#### [Given records]
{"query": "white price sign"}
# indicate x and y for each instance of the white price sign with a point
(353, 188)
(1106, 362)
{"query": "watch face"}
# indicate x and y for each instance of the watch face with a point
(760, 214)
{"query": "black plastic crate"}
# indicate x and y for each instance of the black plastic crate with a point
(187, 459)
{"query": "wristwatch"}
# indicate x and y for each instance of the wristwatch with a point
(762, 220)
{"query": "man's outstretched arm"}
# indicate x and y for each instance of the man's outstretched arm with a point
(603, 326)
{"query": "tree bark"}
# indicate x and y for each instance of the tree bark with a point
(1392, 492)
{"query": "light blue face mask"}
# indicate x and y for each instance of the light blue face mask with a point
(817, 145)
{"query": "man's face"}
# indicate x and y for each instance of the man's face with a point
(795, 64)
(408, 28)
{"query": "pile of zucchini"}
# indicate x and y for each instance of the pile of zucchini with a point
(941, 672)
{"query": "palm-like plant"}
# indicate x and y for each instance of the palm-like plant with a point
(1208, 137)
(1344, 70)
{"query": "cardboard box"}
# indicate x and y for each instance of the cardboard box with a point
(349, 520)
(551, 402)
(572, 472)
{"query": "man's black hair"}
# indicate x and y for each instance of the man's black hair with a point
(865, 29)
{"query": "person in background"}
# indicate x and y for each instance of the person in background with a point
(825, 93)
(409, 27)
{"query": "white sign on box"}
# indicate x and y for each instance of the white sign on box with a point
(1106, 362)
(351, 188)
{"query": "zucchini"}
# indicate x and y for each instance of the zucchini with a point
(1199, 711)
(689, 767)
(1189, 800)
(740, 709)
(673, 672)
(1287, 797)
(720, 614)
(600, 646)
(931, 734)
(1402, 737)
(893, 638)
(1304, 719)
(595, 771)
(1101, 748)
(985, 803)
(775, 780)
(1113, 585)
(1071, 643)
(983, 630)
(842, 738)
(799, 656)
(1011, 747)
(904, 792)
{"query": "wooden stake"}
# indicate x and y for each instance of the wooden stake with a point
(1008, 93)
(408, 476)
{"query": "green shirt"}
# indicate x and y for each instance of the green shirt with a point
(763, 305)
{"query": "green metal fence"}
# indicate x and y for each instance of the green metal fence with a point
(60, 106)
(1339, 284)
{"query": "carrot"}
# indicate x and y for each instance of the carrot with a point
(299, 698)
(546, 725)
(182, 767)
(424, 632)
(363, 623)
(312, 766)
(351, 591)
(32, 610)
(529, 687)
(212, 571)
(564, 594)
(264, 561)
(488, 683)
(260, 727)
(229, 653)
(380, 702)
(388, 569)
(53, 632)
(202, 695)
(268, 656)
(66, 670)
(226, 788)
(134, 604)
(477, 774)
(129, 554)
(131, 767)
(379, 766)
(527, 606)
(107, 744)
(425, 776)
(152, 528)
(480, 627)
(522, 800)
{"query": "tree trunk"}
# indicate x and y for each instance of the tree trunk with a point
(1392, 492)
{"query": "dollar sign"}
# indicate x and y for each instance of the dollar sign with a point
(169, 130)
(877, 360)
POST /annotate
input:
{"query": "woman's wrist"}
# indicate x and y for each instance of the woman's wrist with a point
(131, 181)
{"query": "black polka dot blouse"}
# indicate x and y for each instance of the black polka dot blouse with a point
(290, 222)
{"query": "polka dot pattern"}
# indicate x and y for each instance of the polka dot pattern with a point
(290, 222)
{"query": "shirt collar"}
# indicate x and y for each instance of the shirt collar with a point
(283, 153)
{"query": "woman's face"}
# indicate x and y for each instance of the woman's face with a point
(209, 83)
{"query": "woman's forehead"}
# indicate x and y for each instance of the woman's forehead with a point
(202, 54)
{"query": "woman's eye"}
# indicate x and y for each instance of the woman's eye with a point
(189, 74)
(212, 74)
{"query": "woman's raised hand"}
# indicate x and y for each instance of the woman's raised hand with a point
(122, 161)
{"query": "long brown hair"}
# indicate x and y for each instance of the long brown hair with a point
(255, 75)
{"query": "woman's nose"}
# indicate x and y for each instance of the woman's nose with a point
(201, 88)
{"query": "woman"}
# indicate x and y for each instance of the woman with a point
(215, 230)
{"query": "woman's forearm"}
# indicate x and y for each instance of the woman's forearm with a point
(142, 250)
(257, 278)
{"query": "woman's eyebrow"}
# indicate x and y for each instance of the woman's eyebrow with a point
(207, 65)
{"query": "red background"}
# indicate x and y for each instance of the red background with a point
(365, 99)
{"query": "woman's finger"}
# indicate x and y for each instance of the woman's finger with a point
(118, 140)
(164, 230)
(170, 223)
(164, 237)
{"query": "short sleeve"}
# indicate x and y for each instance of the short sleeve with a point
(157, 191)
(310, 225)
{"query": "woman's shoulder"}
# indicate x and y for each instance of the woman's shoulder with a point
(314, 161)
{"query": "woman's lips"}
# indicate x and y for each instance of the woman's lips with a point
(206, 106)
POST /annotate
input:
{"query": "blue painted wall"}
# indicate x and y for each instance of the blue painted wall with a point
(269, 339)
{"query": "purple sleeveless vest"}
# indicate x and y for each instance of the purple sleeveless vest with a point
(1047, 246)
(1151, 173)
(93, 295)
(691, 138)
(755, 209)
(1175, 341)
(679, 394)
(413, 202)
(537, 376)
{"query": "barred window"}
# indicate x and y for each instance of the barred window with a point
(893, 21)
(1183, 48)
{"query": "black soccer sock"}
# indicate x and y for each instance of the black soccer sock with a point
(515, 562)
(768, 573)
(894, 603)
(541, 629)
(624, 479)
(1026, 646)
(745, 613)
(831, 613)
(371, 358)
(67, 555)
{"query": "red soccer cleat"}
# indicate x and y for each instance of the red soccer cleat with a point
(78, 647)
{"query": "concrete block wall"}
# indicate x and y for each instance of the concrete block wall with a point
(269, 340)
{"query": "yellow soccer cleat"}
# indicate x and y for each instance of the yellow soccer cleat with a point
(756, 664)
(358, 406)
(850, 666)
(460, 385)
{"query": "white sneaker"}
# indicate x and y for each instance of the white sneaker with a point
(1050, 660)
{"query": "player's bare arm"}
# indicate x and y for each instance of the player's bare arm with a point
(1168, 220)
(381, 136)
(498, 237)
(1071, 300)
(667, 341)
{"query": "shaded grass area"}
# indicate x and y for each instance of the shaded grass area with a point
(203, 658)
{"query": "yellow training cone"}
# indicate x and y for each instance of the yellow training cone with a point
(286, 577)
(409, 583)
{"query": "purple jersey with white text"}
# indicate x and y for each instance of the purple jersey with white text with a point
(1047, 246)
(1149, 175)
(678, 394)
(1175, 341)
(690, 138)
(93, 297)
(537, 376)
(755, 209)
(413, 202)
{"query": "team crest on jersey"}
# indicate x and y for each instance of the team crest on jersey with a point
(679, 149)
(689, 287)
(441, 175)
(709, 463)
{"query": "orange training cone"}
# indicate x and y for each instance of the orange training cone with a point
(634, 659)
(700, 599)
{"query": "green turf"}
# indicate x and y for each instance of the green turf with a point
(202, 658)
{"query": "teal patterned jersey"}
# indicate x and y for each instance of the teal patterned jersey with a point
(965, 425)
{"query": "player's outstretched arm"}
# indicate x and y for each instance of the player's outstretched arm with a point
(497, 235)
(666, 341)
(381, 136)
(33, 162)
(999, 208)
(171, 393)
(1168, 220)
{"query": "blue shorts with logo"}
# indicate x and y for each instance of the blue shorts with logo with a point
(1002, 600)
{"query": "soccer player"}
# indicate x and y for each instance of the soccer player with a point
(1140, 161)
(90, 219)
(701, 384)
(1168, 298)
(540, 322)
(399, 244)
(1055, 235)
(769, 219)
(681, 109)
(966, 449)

#### [Work required]
Please restate the data word for word, every record included.

#### [Output of the task]
{"query": "white price sign"}
# indicate x and y for each instance of the white price sign with a point
(353, 188)
(1106, 362)
{"query": "watch face"}
# indicate x and y for each instance of the watch face with a point
(760, 214)
{"query": "black plastic crate"}
# indicate x and y for each instance of the black plastic crate with a point
(187, 459)
{"query": "wristwatch"}
# indicate x and y for each instance of the wristwatch with a point
(762, 220)
{"query": "man's outstretched arm"}
# indicate x and y for each instance of the man's outstretched arm with a point
(603, 326)
{"query": "tree bark"}
# indicate x and y for each instance of the tree bark with a point
(1392, 492)
{"query": "light blue face mask"}
# indicate x and y for each instance of the light blue face mask with a point
(817, 145)
{"query": "man's face"}
# indicate x and y for each instance of the man's face with a point
(795, 64)
(408, 28)
{"query": "pile of zucchini"}
# indicate x and y for each instance of the pile of zucchini with a point
(941, 672)
{"query": "palm-like plant"}
# indicate x and y for each instance of the palm-like plant with a point
(1208, 137)
(1344, 70)
{"query": "cardboard box"}
# indicate x and y for each instance of the cardboard box with a point
(349, 520)
(551, 402)
(572, 472)
{"query": "man's black hair"}
# indicate x and y for each instance of the man's black hair with a point
(865, 29)
{"query": "person in background"}
# indicate x and y for each instance of the person in background with a point
(825, 93)
(409, 27)
{"query": "white sign on box"}
# indicate x and y for each instance of the white sign on box with a point
(1106, 362)
(351, 188)
{"query": "zucchini"}
# indicate x and y for each instance of the zucchini with a point
(1199, 711)
(689, 767)
(1189, 800)
(740, 709)
(673, 672)
(1287, 797)
(720, 614)
(600, 646)
(931, 734)
(1402, 737)
(893, 638)
(1304, 719)
(595, 771)
(1101, 748)
(985, 803)
(775, 780)
(1113, 585)
(1071, 643)
(983, 630)
(842, 738)
(799, 656)
(1011, 747)
(904, 792)
{"query": "wooden stake"}
# indicate x and y for each instance of the wooden stake with a point
(1008, 93)
(408, 476)
{"query": "green shirt"}
# indicate x and y for each instance of the green shirt with a point
(763, 305)
{"query": "green metal fence"}
# indicate x and y for each instance of the green metal fence with a point
(60, 106)
(1339, 284)
{"query": "carrot"}
# indicate x and y for each instance of the carrot with a point
(299, 698)
(546, 725)
(182, 767)
(424, 632)
(363, 623)
(312, 766)
(351, 591)
(32, 610)
(529, 687)
(212, 571)
(564, 594)
(264, 561)
(488, 683)
(260, 727)
(229, 653)
(380, 702)
(388, 569)
(53, 632)
(202, 695)
(268, 656)
(66, 670)
(226, 788)
(134, 604)
(477, 774)
(129, 554)
(131, 767)
(379, 766)
(527, 606)
(107, 744)
(425, 776)
(152, 528)
(480, 627)
(522, 800)
{"query": "tree trunk"}
# indicate x and y for each instance of the tree trunk with a point
(1392, 492)
{"query": "dollar sign"}
# indicate x and y for each instance of the dollar sign with a point
(169, 130)
(877, 360)
POST /annotate
input:
{"query": "woman's wrist"}
# indicate x and y for each instance of the woman's wrist with a point
(131, 181)
{"query": "black polka dot blouse"}
# indicate x and y for each instance of the black polka dot blouse with a point
(290, 222)
{"query": "polka dot pattern"}
# indicate x and y for each instance of the polka dot pattern with a point
(290, 222)
{"query": "shirt collar"}
# indicate x and y for each instance of the shirt collar with a point
(283, 153)
{"query": "woman's face"}
# indicate x and y for each instance of the woman's face with a point
(209, 83)
{"query": "woman's forehead"}
# indicate x and y for each instance of the woman's forehead with a point
(202, 54)
{"query": "woman's eye"}
# indicate x and y for each instance of the woman's eye with a point
(189, 74)
(212, 74)
{"query": "woman's raised hand"}
# indicate x and y for each instance of the woman's raised hand with a point
(122, 161)
{"query": "long brown hair"}
# indicate x and y for each instance of the long brown hair with a point
(255, 75)
{"query": "woman's nose"}
# indicate x and y for each instance of the woman's nose with a point
(201, 88)
{"query": "woman"}
# indicate x and y for each instance of the woman with a point
(215, 230)
{"query": "woman's forearm"}
# indicate x and y for each instance of the woman's forearm with a point
(142, 250)
(257, 278)
{"query": "woman's eyebrow"}
# indicate x and y for each instance of the woman's eyebrow with a point
(207, 65)
{"query": "red background"}
# indicate x and y for each instance of the red background with a point
(365, 99)
{"query": "woman's finger"}
# indicate x and y for each instance of the woman's finger with a point
(118, 140)
(164, 230)
(170, 223)
(164, 237)
{"query": "short sleeve"}
# indicate x and y for each instance of the short sleeve with a point
(157, 191)
(310, 225)
{"query": "woman's shoulder"}
# indicate x and y for each instance of the woman's shoulder with a point
(314, 161)
{"query": "woman's lips"}
# indicate x and y for each instance of the woman's lips with a point
(206, 106)
POST /annotate
input:
{"query": "blue painted wall"}
# indicate x and y for each instance of the blue painted wall with a point
(269, 339)
{"query": "purple sleeveless vest"}
# indicate x and y for each instance of the purple sleeveless vest with a point
(1047, 246)
(1151, 173)
(93, 295)
(691, 138)
(755, 209)
(1175, 341)
(679, 394)
(413, 202)
(537, 376)
{"query": "barred window"}
# indicate x and y for each instance of the barred window with a point
(893, 21)
(1183, 48)
{"query": "black soccer sock"}
# indicate x and y for each instance of the black soccer sock with a point
(515, 562)
(768, 573)
(894, 603)
(541, 629)
(624, 479)
(1026, 646)
(745, 613)
(831, 613)
(371, 358)
(67, 555)
{"query": "red soccer cleat"}
# indicate x and y for each instance of the red soccer cleat with a point
(78, 647)
{"query": "concrete block wall"}
# indicate x and y for each instance of the concrete block wall with a point
(269, 340)
{"query": "yellow soccer cleat"}
# indicate x and y for each instance of the yellow soccer cleat with a point
(756, 664)
(358, 406)
(850, 666)
(460, 385)
{"query": "white sneaker"}
# indicate x and y for each instance of the white sneaker with a point
(1050, 660)
{"query": "player's bare arm"}
# indicate x and y for each instance of the player's bare arm with a point
(1168, 220)
(381, 136)
(498, 237)
(1071, 300)
(667, 341)
{"query": "shaded grass area"}
# indicate x and y for each instance of the shaded grass area with a point
(203, 658)
{"query": "yellow training cone"}
# indicate x and y for each instance of the yellow training cone with a point
(286, 577)
(409, 583)
{"query": "purple jersey with white text"}
# indicate x and y for each instance of the purple jersey with white text with a point
(1047, 246)
(1149, 175)
(678, 394)
(1175, 341)
(690, 138)
(93, 297)
(537, 376)
(755, 209)
(413, 202)
{"query": "team crest on jersey"}
# indicate x and y for each instance of the team crest on jersey with a point
(679, 149)
(689, 287)
(441, 175)
(709, 463)
{"query": "orange training cone"}
# indicate x and y for each instance of the orange training cone with a point
(634, 659)
(700, 599)
{"query": "green turf"}
# indicate x and y for each instance of the green turf with a point
(202, 658)
{"query": "teal patterned jersey"}
# indicate x and y for each instance of the teal patterned jersey with a point
(965, 425)
{"query": "player's outstretched arm"}
# indicate x and y for each instance of the player's outstretched arm with a point
(497, 235)
(666, 341)
(381, 136)
(33, 162)
(999, 208)
(171, 393)
(1168, 220)
{"query": "blue shorts with logo"}
# indicate x and y for each instance of the blue shorts with logo with a point
(1002, 600)
{"query": "soccer player"}
# indicate x and y for each instance of the soccer player with a point
(1140, 161)
(90, 219)
(701, 384)
(1168, 298)
(540, 322)
(399, 244)
(1055, 235)
(769, 219)
(681, 109)
(966, 449)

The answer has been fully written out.